* **PASSAGE PROVIDED**
## start
Human Wreckage

by Steve Szilagyi

Jackson Pollock’s “Convergence” at the Buffalo AKG Museum of Art.

The Naked Gun trilogy was a series of three film comedies released between 1988 and 1994. They were directed by David Zucker, who founded a new school of parody with his breakthrough movie, Airplane! (1980). Part of Zucker’s genius was casting grim-visaged actors from serious films and letting them loose in a perfectly silly universe. Leslie Nielsen, Lloyd Bridges, Kareem Abdul-Jabbar—he made some brilliant casting choices. He also made one grotesque error: O.J. Simpson.

Long ago, I interviewed Simpson for a publicity job and came away thinking that he was the greatest guy in the world. When the Naked Gun films came out, I laughed my head off. Simpson was in all three of them. He wasn’t much of an actor, but I thought he was a great sport to let Zucker use him as a slapstick stooge—just what I would expect from a super guy like Simpson.

Then came the murders of Nicole Brown and Ronald Goldman. After learning the details of that crime, I could never watch a Naked Gun film again. How could I? How could anyone laugh freely at a film that has the face of an atrocious killer in every shot?

Confronting Convergence.  Something like this happened to me on a recent visit to the Buffalo AKG Art Museum. Among the masterpieces in the museum’s collection is Jackson Pollock’s Convergence (1952), one of his classic drip paintings. My usual practice (and probably yours) when viewing a Pollock is to stand back for a few minutes to take it all in, then move in close and mentally merge with Pollock’s universe of speckles and swirls.
## end
* **RECORDED INFORMATION**
## start
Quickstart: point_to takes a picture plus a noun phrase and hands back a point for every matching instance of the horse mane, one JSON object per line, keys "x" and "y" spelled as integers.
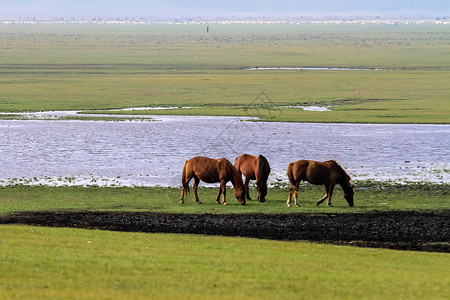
{"x": 237, "y": 177}
{"x": 333, "y": 161}
{"x": 264, "y": 169}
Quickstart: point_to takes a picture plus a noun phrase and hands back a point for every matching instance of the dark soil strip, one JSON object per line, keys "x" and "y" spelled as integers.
{"x": 423, "y": 231}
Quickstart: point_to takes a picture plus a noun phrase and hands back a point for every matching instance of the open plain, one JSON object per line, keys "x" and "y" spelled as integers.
{"x": 362, "y": 73}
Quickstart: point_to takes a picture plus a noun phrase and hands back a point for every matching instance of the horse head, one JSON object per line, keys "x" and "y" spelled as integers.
{"x": 240, "y": 194}
{"x": 262, "y": 192}
{"x": 348, "y": 193}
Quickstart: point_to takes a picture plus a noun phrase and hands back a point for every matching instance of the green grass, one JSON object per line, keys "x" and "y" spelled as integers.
{"x": 367, "y": 198}
{"x": 66, "y": 67}
{"x": 56, "y": 263}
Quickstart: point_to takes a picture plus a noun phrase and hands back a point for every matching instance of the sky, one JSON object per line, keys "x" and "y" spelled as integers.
{"x": 221, "y": 8}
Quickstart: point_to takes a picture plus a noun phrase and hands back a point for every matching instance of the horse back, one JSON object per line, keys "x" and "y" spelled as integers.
{"x": 263, "y": 168}
{"x": 247, "y": 165}
{"x": 205, "y": 168}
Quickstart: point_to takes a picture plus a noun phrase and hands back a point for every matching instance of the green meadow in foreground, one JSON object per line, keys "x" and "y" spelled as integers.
{"x": 367, "y": 198}
{"x": 57, "y": 263}
{"x": 79, "y": 67}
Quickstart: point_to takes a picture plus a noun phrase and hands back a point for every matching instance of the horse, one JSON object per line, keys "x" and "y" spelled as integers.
{"x": 327, "y": 173}
{"x": 254, "y": 168}
{"x": 212, "y": 170}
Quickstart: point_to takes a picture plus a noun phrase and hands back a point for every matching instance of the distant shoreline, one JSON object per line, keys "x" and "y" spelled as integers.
{"x": 241, "y": 21}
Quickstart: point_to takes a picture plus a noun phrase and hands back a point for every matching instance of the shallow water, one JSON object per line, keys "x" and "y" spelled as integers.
## end
* **COMPLETE THE FOLLOWING**
1 – According to the Human Wreckage essay, why could the author no longer watch a Naked Gun film? Answer in one to three sentences.
2 – From the Human Wreckage essay, extract the passage starting at "The Naked Gun trilogy" and ending at "guy like Simpson.".
3 – In the Human Wreckage essay, who directed the Naked Gun trilogy?
The entries are separate material from the Human Wreckage essay.

* **EXERCISE ANSWERS**
1 – After learning the details of the murders of Nicole Brown and Ronald Goldman, the author could not laugh freely at a film that showed the face of an atrocious killer in every shot. Simpson appeared in all three Naked Gun films.

2 –
The Naked Gun trilogy was a series of three film comedies released between 1988 and 1994. They were directed by David Zucker, who founded a new school of parody with his breakthrough movie, Airplane! (1980). Part of Zucker’s genius was casting grim-visaged actors from serious films and letting them loose in a perfectly silly universe. Leslie Nielsen, Lloyd Bridges, Kareem Abdul-Jabbar—he made some brilliant casting choices. He also made one grotesque error: O.J. Simpson.

Long ago, I interviewed Simpson for a publicity job and came away thinking that he was the greatest guy in the world. When the Naked Gun films came out, I laughed my head off. Simpson was in all three of them. He wasn’t much of an actor, but I thought he was a great sport to let Zucker use him as a slapstick stooge—just what I would expect from a super guy like Simpson.

3 – David Zucker directed the Naked Gun trilogy.